_GIVEN EXERCISE_
Copy out the items below, changing every "What to find" to "Target" and leaving the rest untouched.

==*==

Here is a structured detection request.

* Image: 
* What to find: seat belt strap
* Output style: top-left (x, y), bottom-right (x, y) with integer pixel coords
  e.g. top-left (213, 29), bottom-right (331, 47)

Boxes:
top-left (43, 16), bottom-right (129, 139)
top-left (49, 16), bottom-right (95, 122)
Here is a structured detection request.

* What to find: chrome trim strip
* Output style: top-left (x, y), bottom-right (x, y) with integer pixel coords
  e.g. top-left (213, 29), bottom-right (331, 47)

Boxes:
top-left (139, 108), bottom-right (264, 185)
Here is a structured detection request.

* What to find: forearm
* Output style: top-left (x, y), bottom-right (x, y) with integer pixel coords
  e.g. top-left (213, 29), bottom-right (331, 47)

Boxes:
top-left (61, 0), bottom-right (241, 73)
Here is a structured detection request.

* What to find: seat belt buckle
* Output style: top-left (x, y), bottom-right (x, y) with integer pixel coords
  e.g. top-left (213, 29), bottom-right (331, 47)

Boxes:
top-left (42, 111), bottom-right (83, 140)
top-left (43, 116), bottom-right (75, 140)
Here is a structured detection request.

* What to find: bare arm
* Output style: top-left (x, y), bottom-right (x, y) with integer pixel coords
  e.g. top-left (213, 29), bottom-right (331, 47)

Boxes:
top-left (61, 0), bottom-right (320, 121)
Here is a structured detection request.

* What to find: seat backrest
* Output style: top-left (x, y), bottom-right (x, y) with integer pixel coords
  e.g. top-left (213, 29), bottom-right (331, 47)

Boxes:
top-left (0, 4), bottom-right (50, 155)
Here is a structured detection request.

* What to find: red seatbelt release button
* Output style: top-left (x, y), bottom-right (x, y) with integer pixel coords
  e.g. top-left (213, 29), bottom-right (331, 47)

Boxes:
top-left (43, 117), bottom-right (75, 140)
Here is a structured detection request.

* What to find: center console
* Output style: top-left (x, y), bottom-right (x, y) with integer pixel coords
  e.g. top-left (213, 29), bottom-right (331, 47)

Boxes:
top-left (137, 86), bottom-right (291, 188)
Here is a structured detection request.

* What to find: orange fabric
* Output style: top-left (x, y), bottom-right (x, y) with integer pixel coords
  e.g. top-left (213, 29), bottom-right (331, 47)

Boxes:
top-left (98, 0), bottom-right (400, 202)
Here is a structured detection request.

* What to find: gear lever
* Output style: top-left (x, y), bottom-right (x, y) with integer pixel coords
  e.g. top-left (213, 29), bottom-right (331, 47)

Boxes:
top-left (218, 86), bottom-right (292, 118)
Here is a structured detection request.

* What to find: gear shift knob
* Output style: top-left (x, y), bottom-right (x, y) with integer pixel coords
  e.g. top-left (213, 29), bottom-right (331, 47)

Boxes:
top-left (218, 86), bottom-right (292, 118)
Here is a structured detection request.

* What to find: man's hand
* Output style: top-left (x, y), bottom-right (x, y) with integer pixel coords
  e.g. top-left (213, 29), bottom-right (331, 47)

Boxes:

==*==

_COMPLETED EXERCISE_
Here is a structured detection request.

* Image: 
* Target: seat belt strap
* Output style: top-left (x, y), bottom-right (x, y) with integer pixel coords
  e.g. top-left (213, 29), bottom-right (331, 47)

Boxes:
top-left (43, 16), bottom-right (129, 139)
top-left (49, 16), bottom-right (95, 122)
Here is a structured detection request.

* Target: chrome trim strip
* Output style: top-left (x, y), bottom-right (x, y) with integer pixel coords
  e.g. top-left (213, 29), bottom-right (331, 47)

Boxes:
top-left (139, 108), bottom-right (264, 185)
Here is a structured detection request.

* Target: forearm
* Output style: top-left (x, y), bottom-right (x, y) with integer pixel coords
  e.g. top-left (213, 29), bottom-right (331, 47)

Boxes:
top-left (61, 0), bottom-right (241, 73)
Here is a structured detection request.

* Target: seat belt buckle
* Output style: top-left (x, y), bottom-right (x, y) with integer pixel coords
  e.g. top-left (213, 29), bottom-right (331, 47)

Boxes:
top-left (42, 111), bottom-right (83, 140)
top-left (43, 116), bottom-right (75, 140)
Here is a structured detection request.

* Target: bare arm
* Output style: top-left (x, y), bottom-right (x, y) with integer pixel coords
  e.g. top-left (213, 29), bottom-right (331, 47)

Boxes:
top-left (61, 0), bottom-right (320, 121)
Here is a structured detection request.

* Target: seat backrest
* Output style: top-left (x, y), bottom-right (x, y) with integer pixel coords
  e.g. top-left (213, 29), bottom-right (331, 47)

Boxes:
top-left (0, 4), bottom-right (50, 155)
Here is a structured detection request.

* Target: red seatbelt release button
* Output style: top-left (x, y), bottom-right (x, y) with integer pixel coords
  e.g. top-left (213, 29), bottom-right (331, 47)

Boxes:
top-left (43, 117), bottom-right (75, 140)
Here is a structured detection request.

* Target: center console
* Output style: top-left (x, y), bottom-right (x, y) with integer pixel coords
  e.g. top-left (213, 29), bottom-right (331, 47)

Boxes:
top-left (137, 86), bottom-right (291, 188)
Here is a structured detection request.

* Target: orange fabric
* Output style: top-left (x, y), bottom-right (x, y) with integer pixel coords
  e.g. top-left (213, 29), bottom-right (331, 47)

Boxes:
top-left (98, 0), bottom-right (400, 202)
Here is a structured detection request.

* Target: gear lever
* Output style: top-left (x, y), bottom-right (x, y) with integer pixel coords
  e.g. top-left (213, 29), bottom-right (331, 47)

Boxes:
top-left (218, 86), bottom-right (292, 118)
Here is a structured detection request.

* Target: gear shift knob
* Output style: top-left (x, y), bottom-right (x, y) with integer pixel coords
  e.g. top-left (213, 29), bottom-right (331, 47)

Boxes:
top-left (218, 86), bottom-right (292, 118)
Here is a structured detection request.

* Target: man's hand
* Output style: top-left (x, y), bottom-right (x, y) with integer pixel coords
  e.g. top-left (213, 29), bottom-right (331, 47)

Boxes:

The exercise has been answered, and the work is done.